Given exercise
Write out the listing below exactly, and omit any images you find in it.

┌──

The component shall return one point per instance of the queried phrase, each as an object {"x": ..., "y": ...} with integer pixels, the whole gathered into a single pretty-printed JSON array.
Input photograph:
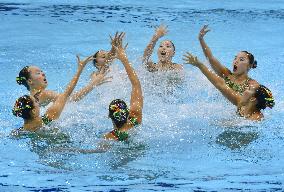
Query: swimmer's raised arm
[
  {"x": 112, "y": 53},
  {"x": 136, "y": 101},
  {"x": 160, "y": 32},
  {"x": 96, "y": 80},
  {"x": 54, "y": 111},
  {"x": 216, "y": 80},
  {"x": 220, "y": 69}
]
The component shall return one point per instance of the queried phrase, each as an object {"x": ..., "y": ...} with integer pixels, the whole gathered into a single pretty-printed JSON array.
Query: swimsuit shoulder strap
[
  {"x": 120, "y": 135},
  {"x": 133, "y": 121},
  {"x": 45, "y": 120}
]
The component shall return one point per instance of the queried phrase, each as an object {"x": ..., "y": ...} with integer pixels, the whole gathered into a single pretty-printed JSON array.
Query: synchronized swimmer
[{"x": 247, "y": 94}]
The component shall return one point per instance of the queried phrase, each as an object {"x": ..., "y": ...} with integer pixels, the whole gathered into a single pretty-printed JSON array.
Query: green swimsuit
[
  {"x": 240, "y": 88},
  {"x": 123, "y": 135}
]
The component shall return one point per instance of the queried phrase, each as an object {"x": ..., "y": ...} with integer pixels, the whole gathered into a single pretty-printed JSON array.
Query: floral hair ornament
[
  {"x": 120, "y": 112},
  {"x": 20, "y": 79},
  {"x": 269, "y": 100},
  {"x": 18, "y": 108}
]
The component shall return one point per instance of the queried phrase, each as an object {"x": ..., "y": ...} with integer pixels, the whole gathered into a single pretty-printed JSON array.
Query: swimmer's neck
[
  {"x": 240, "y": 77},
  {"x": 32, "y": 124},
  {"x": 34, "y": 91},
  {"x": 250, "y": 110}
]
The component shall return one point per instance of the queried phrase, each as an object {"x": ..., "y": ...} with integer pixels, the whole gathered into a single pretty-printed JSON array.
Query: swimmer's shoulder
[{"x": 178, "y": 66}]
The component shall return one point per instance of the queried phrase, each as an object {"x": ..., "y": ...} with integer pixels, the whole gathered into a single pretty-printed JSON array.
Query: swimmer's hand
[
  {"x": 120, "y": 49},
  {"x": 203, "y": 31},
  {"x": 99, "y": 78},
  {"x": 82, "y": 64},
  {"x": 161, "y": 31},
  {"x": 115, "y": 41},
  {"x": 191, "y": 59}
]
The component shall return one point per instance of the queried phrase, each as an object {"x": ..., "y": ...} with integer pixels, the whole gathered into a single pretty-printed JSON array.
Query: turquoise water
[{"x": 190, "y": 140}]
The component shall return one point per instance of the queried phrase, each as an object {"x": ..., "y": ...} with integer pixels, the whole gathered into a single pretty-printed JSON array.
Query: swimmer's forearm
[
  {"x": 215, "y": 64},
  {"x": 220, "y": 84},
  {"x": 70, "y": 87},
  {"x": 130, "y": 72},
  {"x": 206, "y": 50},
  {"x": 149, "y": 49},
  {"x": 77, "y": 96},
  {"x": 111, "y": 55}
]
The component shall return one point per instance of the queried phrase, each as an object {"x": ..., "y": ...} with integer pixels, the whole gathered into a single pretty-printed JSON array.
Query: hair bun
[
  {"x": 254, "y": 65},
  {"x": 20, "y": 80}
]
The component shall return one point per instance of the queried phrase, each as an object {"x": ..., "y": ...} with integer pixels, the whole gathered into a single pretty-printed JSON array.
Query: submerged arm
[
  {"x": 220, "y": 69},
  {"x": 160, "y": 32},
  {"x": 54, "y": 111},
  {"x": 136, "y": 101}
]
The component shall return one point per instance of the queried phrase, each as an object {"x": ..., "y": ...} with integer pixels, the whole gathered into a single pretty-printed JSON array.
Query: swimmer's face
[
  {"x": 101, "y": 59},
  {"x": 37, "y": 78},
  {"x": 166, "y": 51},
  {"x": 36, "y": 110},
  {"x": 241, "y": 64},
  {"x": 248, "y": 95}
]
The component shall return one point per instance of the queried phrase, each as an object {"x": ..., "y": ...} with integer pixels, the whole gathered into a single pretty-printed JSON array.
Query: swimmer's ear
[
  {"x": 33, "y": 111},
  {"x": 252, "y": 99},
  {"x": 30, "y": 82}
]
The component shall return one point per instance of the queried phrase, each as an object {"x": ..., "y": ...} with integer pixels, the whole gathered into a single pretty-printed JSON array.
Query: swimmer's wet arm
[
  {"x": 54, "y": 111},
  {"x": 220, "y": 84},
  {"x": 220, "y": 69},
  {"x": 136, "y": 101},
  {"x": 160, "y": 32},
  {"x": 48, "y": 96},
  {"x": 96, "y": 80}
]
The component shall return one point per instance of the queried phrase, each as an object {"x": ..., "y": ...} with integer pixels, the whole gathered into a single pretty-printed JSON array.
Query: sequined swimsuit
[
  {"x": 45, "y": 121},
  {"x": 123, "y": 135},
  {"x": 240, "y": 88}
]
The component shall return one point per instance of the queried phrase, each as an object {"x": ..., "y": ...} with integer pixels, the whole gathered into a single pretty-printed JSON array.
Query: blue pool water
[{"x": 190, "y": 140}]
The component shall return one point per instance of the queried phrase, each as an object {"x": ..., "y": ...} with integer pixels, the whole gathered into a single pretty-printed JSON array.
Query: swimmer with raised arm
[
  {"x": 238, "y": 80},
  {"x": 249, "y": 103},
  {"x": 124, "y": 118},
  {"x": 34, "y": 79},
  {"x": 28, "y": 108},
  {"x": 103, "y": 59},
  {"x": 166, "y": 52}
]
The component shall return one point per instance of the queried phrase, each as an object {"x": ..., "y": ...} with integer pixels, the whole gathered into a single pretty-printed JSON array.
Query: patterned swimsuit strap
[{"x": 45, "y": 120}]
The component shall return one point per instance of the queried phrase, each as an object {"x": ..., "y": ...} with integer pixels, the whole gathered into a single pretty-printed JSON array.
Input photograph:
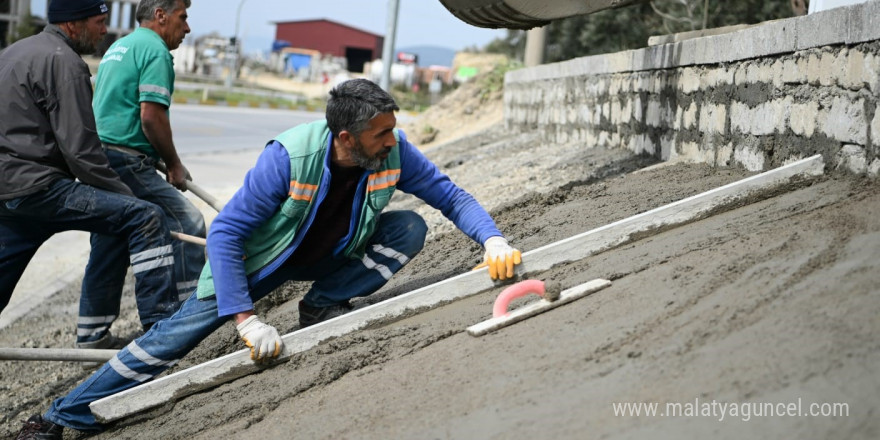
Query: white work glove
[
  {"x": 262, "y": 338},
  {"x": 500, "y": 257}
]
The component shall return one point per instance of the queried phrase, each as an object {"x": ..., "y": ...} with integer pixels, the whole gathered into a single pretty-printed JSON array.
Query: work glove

└──

Output for this exercise
The component shall return one point per instance of the queried phrase, each as an object {"x": ..., "y": ...} with integer pixels, the whole gathered into a single pretty-printed JSON array.
Input photograph:
Query: swimmer's raised arm
[
  {"x": 112, "y": 53},
  {"x": 136, "y": 101},
  {"x": 160, "y": 32},
  {"x": 96, "y": 80},
  {"x": 54, "y": 111},
  {"x": 216, "y": 80},
  {"x": 220, "y": 69}
]
The component shall return one point per instance of the queried phrase, each as an object {"x": ..., "y": ...} with integer pixels, the whole gathered into a single pretty-printed JSON array.
Query: swimsuit shoulder strap
[
  {"x": 120, "y": 135},
  {"x": 133, "y": 121},
  {"x": 45, "y": 120}
]
The component shall return one point per instance of the queried phrase, each as an object {"x": ..., "y": ...} with integer pixels, the whole gathered into a single pretty-printed JSON array.
Query: synchronized swimmer
[{"x": 247, "y": 94}]
The component shall return one point per instance of the queried phrase, each as an object {"x": ..., "y": ...} with integer pixels, the whole gathered into a single pretty-printed JSON array.
Query: green swimsuit
[
  {"x": 240, "y": 88},
  {"x": 123, "y": 135}
]
The component shall return one point per instance of the queried phrase, each as an object {"x": ..., "y": ...} with integer pixels, the whole gathered into a single pretty-printed JSON array.
Query: floral hair ornament
[
  {"x": 120, "y": 112},
  {"x": 20, "y": 79},
  {"x": 269, "y": 100},
  {"x": 18, "y": 108}
]
The component shall return one point per instance of the queried phrase, each as an object {"x": ..., "y": ...} with integer pixels, the whole gathered into a single pretty-printed JSON array.
Query: swimmer's neck
[
  {"x": 240, "y": 77},
  {"x": 32, "y": 124},
  {"x": 34, "y": 91},
  {"x": 250, "y": 110}
]
The component shall return one point per instance of the queried phrase, each as an object {"x": ..., "y": ...} with integer pixels, the whole gathered into a single pretty-printed JSON array.
Query: swimmer's shoulder
[{"x": 178, "y": 66}]
The component shall return one point per instance of the queried phrase, each as an object {"x": ..., "y": ...} with integer pixels, the whole gathered into a single pretty-printed JSON array.
Query: swimmer's hand
[
  {"x": 120, "y": 49},
  {"x": 203, "y": 31},
  {"x": 99, "y": 78},
  {"x": 82, "y": 64},
  {"x": 161, "y": 31},
  {"x": 115, "y": 41},
  {"x": 191, "y": 59}
]
The component shall return one point per instance of the queried phrase, each as an object {"x": ..., "y": ...} with integer pixels, the whole gathered into a single pretty-printed JSON array.
Query: turquoise water
[{"x": 190, "y": 140}]
The component shall return one point per instance of the queried phrase, each as an object {"x": ..., "y": ...} with integer pixels, the whole gathered into a single pretty-printed JSON array.
Query: swimmer's forearm
[
  {"x": 215, "y": 64},
  {"x": 220, "y": 84},
  {"x": 70, "y": 87},
  {"x": 130, "y": 72},
  {"x": 206, "y": 50},
  {"x": 149, "y": 49},
  {"x": 77, "y": 96},
  {"x": 111, "y": 55}
]
The component shall return one point per instance of the queried phrase, each as an object {"x": ..., "y": ...} with integer pixels, the whole gathered into a single pretty-printed JSON array.
Query: hair bun
[
  {"x": 254, "y": 65},
  {"x": 20, "y": 80}
]
The component shall return one point per instance of the queried phrase, each as an object {"x": ..., "y": ...} with integer pixels, the whole gathered into a single pretty-printed JSON array.
Query: submerged arm
[
  {"x": 220, "y": 69},
  {"x": 160, "y": 32},
  {"x": 54, "y": 111},
  {"x": 136, "y": 101}
]
The component shall return one point per instance of the queried phrase, each as an object {"x": ..., "y": ...} with integer pixels, the whole gathered into a single pretty-printed JSON array.
Query: swimmer's face
[
  {"x": 101, "y": 59},
  {"x": 37, "y": 78},
  {"x": 166, "y": 51},
  {"x": 36, "y": 110},
  {"x": 241, "y": 64},
  {"x": 248, "y": 95}
]
The component shall return one point per instance of the queried phrase, each as an object {"x": ..., "y": ...} with integer pixels, the whole gathered into a single pretty-printed JSON array.
Query: swimmer's ear
[
  {"x": 33, "y": 111},
  {"x": 252, "y": 99},
  {"x": 30, "y": 82}
]
The component shall return one point per instance of the queried phrase, each as an object {"x": ..., "y": ...} with integer pixels, the whole gathered into a single pretty-printed JSON array.
Query: swimmer's wet arm
[
  {"x": 54, "y": 111},
  {"x": 220, "y": 84},
  {"x": 220, "y": 69},
  {"x": 136, "y": 101},
  {"x": 160, "y": 32},
  {"x": 48, "y": 96},
  {"x": 96, "y": 80}
]
The component shall return one point per instance of the queried phrase, each as an object {"x": ..., "y": ...} with integer pixels, the whole gathered into a single pretty-printed JSON array.
Query: sequined swimsuit
[
  {"x": 45, "y": 121},
  {"x": 123, "y": 135},
  {"x": 240, "y": 88}
]
The component shall return one point per instance of the queried phrase, each as an object {"x": ..., "y": ...} with integer pixels, the whole gathered into a single pretty-printed JSON array.
Query: blue pool water
[{"x": 190, "y": 140}]
The component shall return one point per instance of the queried phrase, each as an object {"x": ..., "y": ...} with integer pixels, the whole gathered into a single pretty-printed JSON array.
Query: swimmer with raised arm
[
  {"x": 238, "y": 80},
  {"x": 249, "y": 103},
  {"x": 124, "y": 118},
  {"x": 34, "y": 79},
  {"x": 28, "y": 108},
  {"x": 103, "y": 59},
  {"x": 166, "y": 52}
]
The component shall return one point per instance of the queried phrase, each as an object {"x": ..., "y": ...} with integer pixels, the whole gathered into a single pretty-printed JSON array.
Query: patterned swimsuit strap
[{"x": 45, "y": 120}]
The component shall return one point per instance of the queried phrase, each as an object {"x": ..., "y": ...} with integer pixels, the whole gathered into a single pretty-printed JSON array.
Input photograph:
Query: white work glove
[
  {"x": 262, "y": 338},
  {"x": 500, "y": 257}
]
The component shall return one point per instance of the queried phrase, each as an object {"x": ..., "y": ...} with integer pixels, the whole gathered into a single pretty-printed JSON array.
Query: work glove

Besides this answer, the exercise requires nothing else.